Extracted material ::
┏━━

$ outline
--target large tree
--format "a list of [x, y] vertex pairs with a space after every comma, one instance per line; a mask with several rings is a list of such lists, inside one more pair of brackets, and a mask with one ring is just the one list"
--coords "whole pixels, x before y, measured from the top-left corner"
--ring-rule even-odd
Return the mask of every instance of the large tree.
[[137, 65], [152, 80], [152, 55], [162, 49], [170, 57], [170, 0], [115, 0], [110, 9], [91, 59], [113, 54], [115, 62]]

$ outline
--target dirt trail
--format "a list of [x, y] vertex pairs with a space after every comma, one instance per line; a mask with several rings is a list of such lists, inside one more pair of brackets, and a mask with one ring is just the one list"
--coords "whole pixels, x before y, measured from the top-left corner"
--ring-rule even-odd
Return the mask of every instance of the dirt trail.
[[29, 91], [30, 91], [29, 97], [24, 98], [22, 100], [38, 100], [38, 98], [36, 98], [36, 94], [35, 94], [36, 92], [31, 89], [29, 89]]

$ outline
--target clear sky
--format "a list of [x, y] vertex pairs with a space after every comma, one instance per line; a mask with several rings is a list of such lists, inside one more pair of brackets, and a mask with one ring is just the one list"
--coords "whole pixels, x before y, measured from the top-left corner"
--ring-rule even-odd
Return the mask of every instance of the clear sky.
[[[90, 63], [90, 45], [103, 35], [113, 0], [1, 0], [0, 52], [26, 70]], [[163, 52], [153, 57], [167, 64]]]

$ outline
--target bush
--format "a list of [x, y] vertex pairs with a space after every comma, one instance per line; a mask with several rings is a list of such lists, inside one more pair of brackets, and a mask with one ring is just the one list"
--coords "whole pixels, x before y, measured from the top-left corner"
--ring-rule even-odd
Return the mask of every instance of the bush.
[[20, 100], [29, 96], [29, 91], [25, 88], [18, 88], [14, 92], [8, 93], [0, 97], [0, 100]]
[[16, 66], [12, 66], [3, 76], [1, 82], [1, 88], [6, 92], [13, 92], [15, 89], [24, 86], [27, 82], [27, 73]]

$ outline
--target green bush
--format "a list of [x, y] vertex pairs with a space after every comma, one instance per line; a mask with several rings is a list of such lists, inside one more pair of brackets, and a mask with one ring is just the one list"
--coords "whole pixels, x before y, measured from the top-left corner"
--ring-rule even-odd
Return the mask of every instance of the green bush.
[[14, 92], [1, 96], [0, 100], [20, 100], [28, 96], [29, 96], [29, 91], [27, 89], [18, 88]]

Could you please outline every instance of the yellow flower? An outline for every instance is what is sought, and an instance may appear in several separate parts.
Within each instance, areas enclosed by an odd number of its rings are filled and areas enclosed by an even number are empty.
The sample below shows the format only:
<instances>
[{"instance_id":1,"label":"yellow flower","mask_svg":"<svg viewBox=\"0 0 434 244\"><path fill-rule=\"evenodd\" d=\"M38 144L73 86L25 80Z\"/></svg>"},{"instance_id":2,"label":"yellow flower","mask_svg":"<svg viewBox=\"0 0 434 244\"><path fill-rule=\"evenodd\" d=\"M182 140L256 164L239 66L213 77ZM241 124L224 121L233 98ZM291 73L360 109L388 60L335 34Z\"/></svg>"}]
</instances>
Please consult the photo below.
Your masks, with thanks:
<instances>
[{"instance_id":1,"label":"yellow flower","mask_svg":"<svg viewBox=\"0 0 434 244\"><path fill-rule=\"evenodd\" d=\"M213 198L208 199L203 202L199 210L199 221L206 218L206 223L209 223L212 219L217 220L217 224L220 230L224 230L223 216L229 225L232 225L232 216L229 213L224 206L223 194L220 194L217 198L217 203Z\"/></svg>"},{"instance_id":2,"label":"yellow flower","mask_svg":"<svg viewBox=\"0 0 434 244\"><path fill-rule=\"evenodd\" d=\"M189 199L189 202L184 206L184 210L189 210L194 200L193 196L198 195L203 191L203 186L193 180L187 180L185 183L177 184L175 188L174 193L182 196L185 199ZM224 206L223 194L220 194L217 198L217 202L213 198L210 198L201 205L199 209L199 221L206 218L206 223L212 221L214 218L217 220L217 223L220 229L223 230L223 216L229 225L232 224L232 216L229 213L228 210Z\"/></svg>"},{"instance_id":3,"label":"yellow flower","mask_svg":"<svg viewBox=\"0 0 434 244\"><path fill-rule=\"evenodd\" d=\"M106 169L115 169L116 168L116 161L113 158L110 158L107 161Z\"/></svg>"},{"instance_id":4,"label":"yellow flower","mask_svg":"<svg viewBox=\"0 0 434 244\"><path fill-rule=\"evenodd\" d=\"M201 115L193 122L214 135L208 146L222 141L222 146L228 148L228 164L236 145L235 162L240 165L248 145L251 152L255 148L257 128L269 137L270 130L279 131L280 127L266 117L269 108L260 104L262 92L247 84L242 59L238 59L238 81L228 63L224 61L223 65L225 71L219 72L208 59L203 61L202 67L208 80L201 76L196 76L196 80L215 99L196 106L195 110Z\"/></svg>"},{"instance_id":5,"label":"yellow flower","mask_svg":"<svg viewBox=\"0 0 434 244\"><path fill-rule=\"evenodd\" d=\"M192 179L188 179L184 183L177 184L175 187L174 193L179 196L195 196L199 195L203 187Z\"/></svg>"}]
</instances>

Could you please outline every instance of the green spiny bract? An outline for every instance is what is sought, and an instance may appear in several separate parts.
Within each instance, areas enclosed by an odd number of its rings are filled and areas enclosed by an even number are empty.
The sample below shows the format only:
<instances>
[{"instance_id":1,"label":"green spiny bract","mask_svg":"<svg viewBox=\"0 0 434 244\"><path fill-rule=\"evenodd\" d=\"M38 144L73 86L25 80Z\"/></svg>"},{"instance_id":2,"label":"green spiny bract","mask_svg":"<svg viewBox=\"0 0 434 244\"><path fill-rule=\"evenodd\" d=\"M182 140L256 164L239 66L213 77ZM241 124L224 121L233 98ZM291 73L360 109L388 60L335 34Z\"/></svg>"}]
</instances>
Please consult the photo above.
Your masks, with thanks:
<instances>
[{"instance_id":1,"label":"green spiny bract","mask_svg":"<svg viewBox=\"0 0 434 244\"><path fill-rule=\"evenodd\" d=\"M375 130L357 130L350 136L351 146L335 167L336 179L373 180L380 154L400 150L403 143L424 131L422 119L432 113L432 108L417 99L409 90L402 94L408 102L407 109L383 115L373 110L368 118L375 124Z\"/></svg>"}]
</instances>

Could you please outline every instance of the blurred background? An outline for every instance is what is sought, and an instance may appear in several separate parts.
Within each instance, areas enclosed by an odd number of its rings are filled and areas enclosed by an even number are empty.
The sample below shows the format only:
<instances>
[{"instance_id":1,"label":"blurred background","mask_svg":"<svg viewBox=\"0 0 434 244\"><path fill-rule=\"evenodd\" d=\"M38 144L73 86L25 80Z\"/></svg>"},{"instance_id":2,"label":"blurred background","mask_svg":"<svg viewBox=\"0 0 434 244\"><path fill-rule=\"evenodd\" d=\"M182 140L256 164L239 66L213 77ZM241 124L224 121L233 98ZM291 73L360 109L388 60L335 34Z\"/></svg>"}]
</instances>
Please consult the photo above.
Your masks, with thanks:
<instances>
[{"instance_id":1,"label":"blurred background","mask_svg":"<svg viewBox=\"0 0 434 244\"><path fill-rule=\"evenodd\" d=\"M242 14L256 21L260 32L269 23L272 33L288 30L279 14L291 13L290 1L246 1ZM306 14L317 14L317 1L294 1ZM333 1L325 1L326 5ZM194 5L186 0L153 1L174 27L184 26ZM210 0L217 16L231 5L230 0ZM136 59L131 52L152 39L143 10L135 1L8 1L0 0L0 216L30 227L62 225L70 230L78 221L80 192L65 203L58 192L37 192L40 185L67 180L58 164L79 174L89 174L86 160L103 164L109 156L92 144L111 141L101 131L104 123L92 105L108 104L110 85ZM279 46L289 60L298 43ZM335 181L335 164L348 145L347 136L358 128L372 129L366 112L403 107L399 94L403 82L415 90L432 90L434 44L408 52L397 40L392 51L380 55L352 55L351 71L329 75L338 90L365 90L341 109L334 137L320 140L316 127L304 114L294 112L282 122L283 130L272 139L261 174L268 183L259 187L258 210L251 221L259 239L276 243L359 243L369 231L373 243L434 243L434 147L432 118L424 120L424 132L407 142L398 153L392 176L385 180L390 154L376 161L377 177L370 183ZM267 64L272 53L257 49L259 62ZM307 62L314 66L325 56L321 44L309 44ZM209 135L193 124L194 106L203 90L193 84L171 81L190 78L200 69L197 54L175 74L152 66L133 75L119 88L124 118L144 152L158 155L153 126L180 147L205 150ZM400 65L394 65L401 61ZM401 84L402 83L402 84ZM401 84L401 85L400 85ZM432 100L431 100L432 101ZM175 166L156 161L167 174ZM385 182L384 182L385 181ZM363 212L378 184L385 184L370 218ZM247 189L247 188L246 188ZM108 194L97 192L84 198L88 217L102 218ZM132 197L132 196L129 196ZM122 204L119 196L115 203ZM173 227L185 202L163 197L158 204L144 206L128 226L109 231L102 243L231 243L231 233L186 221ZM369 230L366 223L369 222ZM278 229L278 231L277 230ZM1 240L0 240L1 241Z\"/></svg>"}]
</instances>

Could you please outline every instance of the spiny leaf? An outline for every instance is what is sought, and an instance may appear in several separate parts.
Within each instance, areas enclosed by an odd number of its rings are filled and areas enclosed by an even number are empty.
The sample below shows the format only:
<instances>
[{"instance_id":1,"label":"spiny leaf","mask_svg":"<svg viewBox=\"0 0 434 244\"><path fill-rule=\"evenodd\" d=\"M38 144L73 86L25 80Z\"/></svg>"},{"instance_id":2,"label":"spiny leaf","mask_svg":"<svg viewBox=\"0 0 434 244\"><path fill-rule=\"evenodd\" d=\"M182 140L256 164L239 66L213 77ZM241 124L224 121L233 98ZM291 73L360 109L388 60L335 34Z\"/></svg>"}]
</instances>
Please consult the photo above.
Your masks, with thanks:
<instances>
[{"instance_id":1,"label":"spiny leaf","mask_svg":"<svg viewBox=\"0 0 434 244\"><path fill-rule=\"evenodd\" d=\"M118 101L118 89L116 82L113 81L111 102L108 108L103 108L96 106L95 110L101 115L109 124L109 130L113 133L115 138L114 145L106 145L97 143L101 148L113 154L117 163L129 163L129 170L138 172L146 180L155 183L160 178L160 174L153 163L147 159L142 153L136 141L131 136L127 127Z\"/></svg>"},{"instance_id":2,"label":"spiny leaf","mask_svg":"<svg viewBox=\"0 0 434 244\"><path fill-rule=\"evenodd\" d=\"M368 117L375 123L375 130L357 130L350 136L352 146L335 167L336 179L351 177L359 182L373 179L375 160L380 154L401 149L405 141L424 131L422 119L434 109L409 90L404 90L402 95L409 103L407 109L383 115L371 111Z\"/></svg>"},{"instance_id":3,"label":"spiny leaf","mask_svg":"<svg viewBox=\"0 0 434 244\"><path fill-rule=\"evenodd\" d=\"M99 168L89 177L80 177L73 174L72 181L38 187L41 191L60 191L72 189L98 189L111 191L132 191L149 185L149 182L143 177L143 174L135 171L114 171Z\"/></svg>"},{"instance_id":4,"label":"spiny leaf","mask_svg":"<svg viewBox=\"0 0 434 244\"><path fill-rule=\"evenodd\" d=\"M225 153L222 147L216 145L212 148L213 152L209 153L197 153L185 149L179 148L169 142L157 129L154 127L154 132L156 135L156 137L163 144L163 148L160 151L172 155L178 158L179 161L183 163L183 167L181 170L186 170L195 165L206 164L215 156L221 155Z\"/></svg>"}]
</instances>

┗━━

What is expected ::
Copy everything from the start of the material down to the line containing "Return the mask of every instance of the large", swapping "even-odd" for "nonzero" and leaving all else unchanged.

Response ::
$ outline
--target large tree
--format "a list of [x, y] vertex pairs with a space after every comma, one instance per line; a mask with several rings is a list of such lists, inside one more pair of brackets, and a mask with one ring is just the one list"
--coords "whole pixels, x before y, measured from the top-left corner"
--ring-rule nonzero
Return the mask of every instance of the large tree.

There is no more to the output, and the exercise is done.